==== Listed records

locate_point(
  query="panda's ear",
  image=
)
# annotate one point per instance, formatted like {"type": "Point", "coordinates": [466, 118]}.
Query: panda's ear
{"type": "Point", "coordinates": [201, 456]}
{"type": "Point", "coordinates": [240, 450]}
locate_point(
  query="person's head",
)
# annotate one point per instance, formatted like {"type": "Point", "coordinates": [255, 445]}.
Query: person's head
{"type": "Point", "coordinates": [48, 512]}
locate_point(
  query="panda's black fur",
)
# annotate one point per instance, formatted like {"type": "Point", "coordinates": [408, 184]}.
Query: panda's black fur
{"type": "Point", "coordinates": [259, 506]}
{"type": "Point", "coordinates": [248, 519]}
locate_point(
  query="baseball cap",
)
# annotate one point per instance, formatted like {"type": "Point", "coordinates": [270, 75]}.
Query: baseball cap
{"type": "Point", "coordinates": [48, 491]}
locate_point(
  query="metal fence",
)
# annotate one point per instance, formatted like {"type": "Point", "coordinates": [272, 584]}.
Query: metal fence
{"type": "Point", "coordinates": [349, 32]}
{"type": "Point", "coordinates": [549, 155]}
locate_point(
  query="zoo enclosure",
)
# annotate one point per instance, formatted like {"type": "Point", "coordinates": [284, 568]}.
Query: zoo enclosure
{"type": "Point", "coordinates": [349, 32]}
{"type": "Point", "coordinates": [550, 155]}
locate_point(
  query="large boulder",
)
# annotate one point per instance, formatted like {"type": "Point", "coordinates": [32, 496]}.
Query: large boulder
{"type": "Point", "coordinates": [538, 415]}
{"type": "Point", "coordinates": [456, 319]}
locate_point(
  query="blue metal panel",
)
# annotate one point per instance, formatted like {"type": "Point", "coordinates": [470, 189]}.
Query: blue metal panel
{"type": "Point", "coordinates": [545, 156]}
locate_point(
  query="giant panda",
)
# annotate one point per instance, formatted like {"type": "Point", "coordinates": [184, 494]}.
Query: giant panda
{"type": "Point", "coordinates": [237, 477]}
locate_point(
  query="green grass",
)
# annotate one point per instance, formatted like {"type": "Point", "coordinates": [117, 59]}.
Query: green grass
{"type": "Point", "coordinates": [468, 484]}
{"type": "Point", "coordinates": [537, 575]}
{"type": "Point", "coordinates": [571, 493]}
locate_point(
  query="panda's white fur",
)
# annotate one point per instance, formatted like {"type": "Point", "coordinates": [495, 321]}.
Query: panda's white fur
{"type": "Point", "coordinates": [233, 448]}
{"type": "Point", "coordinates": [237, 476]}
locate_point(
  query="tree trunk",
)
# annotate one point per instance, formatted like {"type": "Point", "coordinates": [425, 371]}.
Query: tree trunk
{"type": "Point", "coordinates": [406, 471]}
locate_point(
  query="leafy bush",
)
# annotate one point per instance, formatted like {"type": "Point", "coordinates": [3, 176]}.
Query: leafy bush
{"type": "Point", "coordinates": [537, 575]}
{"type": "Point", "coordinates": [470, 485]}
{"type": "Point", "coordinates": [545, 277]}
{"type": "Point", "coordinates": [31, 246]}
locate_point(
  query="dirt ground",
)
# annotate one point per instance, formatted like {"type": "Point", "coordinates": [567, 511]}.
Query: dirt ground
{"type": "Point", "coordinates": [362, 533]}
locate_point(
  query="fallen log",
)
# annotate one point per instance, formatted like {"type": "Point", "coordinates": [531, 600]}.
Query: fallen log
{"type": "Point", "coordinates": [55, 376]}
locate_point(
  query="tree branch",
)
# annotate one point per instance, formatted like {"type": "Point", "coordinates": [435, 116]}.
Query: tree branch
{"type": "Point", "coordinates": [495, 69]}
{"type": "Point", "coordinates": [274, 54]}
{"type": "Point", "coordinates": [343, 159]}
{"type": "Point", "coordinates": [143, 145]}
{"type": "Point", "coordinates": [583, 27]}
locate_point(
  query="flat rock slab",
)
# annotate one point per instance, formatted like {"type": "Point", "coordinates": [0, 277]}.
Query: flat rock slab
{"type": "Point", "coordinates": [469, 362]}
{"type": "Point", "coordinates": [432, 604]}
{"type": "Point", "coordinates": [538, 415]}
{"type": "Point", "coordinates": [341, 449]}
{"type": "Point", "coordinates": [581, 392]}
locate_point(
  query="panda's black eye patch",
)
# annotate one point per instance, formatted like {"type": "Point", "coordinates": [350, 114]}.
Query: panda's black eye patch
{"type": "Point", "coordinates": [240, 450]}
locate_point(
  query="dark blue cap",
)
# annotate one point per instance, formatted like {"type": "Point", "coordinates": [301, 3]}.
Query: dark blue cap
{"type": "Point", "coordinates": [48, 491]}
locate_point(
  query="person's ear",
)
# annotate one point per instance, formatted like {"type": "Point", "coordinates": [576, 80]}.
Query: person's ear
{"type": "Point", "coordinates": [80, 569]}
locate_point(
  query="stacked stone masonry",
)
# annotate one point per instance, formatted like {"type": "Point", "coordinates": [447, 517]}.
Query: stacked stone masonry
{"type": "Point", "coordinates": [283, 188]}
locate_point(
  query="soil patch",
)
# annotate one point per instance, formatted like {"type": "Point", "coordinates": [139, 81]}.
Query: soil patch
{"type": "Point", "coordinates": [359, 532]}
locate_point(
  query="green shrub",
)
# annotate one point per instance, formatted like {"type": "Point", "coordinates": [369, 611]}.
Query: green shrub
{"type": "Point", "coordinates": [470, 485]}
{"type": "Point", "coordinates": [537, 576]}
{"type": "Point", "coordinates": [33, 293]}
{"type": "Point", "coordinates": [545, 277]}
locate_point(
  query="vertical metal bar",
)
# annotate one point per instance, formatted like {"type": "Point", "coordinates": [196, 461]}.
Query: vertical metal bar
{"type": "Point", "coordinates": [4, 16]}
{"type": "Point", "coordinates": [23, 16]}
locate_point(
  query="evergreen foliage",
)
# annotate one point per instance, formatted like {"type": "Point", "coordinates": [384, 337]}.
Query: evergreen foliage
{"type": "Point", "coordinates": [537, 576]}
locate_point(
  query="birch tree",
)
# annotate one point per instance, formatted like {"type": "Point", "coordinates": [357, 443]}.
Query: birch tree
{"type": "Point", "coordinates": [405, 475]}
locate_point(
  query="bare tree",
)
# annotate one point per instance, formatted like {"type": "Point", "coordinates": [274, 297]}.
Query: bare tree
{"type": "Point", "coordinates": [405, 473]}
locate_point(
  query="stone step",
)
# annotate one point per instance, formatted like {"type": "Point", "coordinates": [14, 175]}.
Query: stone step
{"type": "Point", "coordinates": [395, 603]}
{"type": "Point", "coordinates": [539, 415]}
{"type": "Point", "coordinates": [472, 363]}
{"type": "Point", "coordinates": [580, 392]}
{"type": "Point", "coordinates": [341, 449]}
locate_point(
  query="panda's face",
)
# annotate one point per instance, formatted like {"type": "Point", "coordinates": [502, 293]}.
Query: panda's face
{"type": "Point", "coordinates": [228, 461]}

========

Brief: Each line of the listing should be copied exactly.

Answer area:
locate_point(
  query="panda's ear",
  image=
)
# annotate one point per instance, formatted like {"type": "Point", "coordinates": [466, 118]}.
Query: panda's ear
{"type": "Point", "coordinates": [201, 456]}
{"type": "Point", "coordinates": [240, 450]}
locate_point(
  query="person's head",
)
# annotate one point per instance, formatted like {"type": "Point", "coordinates": [255, 445]}.
Query: person's head
{"type": "Point", "coordinates": [48, 512]}
locate_point(
  query="panda's black fur",
)
# annotate one point per instance, formatted like {"type": "Point", "coordinates": [408, 184]}.
Query: panda's black fur
{"type": "Point", "coordinates": [259, 506]}
{"type": "Point", "coordinates": [248, 519]}
locate_point(
  query="baseball cap",
)
# annotate one point per instance, formatted like {"type": "Point", "coordinates": [270, 75]}.
Query: baseball cap
{"type": "Point", "coordinates": [48, 491]}
locate_point(
  query="metal fence",
)
# annotate one point per instance, formatted like {"type": "Point", "coordinates": [272, 584]}.
Query: metal fence
{"type": "Point", "coordinates": [349, 32]}
{"type": "Point", "coordinates": [549, 155]}
locate_point(
  query="zoo enclosure",
)
# annotate one point per instance, formatted like {"type": "Point", "coordinates": [284, 568]}.
Query: zoo enclosure
{"type": "Point", "coordinates": [349, 32]}
{"type": "Point", "coordinates": [550, 155]}
locate_point(
  query="large boulder",
)
# annotate one point per instance, formatted like {"type": "Point", "coordinates": [32, 496]}.
Query: large boulder
{"type": "Point", "coordinates": [538, 415]}
{"type": "Point", "coordinates": [456, 319]}
locate_point(
  query="blue metal panel",
)
# annotate one point per instance, formatted like {"type": "Point", "coordinates": [470, 189]}.
Query: blue metal panel
{"type": "Point", "coordinates": [545, 156]}
locate_point(
  query="giant panda",
)
# annotate one point per instance, formatted like {"type": "Point", "coordinates": [184, 494]}.
Query: giant panda
{"type": "Point", "coordinates": [237, 477]}
locate_point(
  query="green grass",
)
# annotate one point per instance, formatted like {"type": "Point", "coordinates": [117, 59]}.
Query: green grass
{"type": "Point", "coordinates": [468, 484]}
{"type": "Point", "coordinates": [537, 575]}
{"type": "Point", "coordinates": [571, 493]}
locate_point(
  query="panda's white fur",
)
# annotate one point per instance, formatted like {"type": "Point", "coordinates": [495, 321]}.
Query: panda's white fur
{"type": "Point", "coordinates": [233, 448]}
{"type": "Point", "coordinates": [237, 476]}
locate_point(
  query="tree trunk",
)
# annotate one point per instance, formatted like {"type": "Point", "coordinates": [425, 371]}.
Query: tree trunk
{"type": "Point", "coordinates": [406, 471]}
locate_point(
  query="leafy bush",
)
# annotate one point per instance, formatted like {"type": "Point", "coordinates": [3, 176]}.
Query: leafy bush
{"type": "Point", "coordinates": [537, 575]}
{"type": "Point", "coordinates": [470, 485]}
{"type": "Point", "coordinates": [545, 277]}
{"type": "Point", "coordinates": [31, 246]}
locate_point(
  query="dirt ground",
)
# annotate one point per instance, formatted like {"type": "Point", "coordinates": [567, 511]}.
Query: dirt ground
{"type": "Point", "coordinates": [362, 533]}
locate_point(
  query="fallen log",
)
# annotate one point per instance, formatted like {"type": "Point", "coordinates": [531, 600]}.
Query: fallen log
{"type": "Point", "coordinates": [55, 376]}
locate_point(
  query="tree branch",
)
# annotate one point per instance, formatted like {"type": "Point", "coordinates": [435, 116]}.
Query: tree branch
{"type": "Point", "coordinates": [495, 69]}
{"type": "Point", "coordinates": [274, 54]}
{"type": "Point", "coordinates": [343, 159]}
{"type": "Point", "coordinates": [143, 145]}
{"type": "Point", "coordinates": [583, 27]}
locate_point(
  query="flat rock slab",
)
# annotate one point per instance, formatted like {"type": "Point", "coordinates": [0, 277]}.
Query: flat rock slab
{"type": "Point", "coordinates": [469, 362]}
{"type": "Point", "coordinates": [432, 604]}
{"type": "Point", "coordinates": [538, 415]}
{"type": "Point", "coordinates": [341, 449]}
{"type": "Point", "coordinates": [581, 392]}
locate_point(
  query="panda's black eye patch",
)
# annotate one point per instance, formatted like {"type": "Point", "coordinates": [350, 114]}.
Query: panda's black eye patch
{"type": "Point", "coordinates": [240, 450]}
locate_point(
  query="dark blue cap",
)
# annotate one point per instance, formatted like {"type": "Point", "coordinates": [301, 3]}.
Query: dark blue cap
{"type": "Point", "coordinates": [48, 491]}
locate_point(
  query="person's ear",
)
# annotate one point per instance, formatted like {"type": "Point", "coordinates": [576, 80]}.
Query: person's ear
{"type": "Point", "coordinates": [80, 569]}
locate_point(
  query="stacked stone masonry",
)
# annotate one point per instance, formatted like {"type": "Point", "coordinates": [447, 517]}.
Query: stacked stone masonry
{"type": "Point", "coordinates": [283, 188]}
locate_point(
  query="soil patch",
)
# annotate one point per instance, formatted like {"type": "Point", "coordinates": [139, 81]}.
Query: soil patch
{"type": "Point", "coordinates": [359, 532]}
locate_point(
  query="green shrub",
)
# annotate one point per instance, formatted like {"type": "Point", "coordinates": [369, 611]}.
Query: green shrub
{"type": "Point", "coordinates": [470, 485]}
{"type": "Point", "coordinates": [537, 576]}
{"type": "Point", "coordinates": [33, 293]}
{"type": "Point", "coordinates": [545, 277]}
locate_point(
  query="vertical metal bar",
)
# annotate one point per instance, formatted like {"type": "Point", "coordinates": [196, 461]}.
Query: vertical metal bar
{"type": "Point", "coordinates": [4, 16]}
{"type": "Point", "coordinates": [23, 16]}
locate_point(
  query="evergreen foliage",
)
# annotate one point per instance, formatted like {"type": "Point", "coordinates": [384, 337]}.
Query: evergreen foliage
{"type": "Point", "coordinates": [537, 576]}
locate_point(
  query="birch tree",
)
# annotate one point per instance, formatted like {"type": "Point", "coordinates": [357, 443]}.
Query: birch tree
{"type": "Point", "coordinates": [405, 475]}
locate_point(
  query="bare tree",
)
# annotate one point per instance, formatted like {"type": "Point", "coordinates": [274, 297]}.
Query: bare tree
{"type": "Point", "coordinates": [405, 473]}
locate_point(
  query="stone step",
)
# annotate one point per instance, formatted like {"type": "Point", "coordinates": [14, 175]}.
Query: stone step
{"type": "Point", "coordinates": [395, 603]}
{"type": "Point", "coordinates": [539, 415]}
{"type": "Point", "coordinates": [472, 363]}
{"type": "Point", "coordinates": [580, 392]}
{"type": "Point", "coordinates": [341, 449]}
locate_point(
  query="panda's face",
)
# annotate one point per instance, formatted like {"type": "Point", "coordinates": [502, 293]}.
Query: panda's face
{"type": "Point", "coordinates": [228, 461]}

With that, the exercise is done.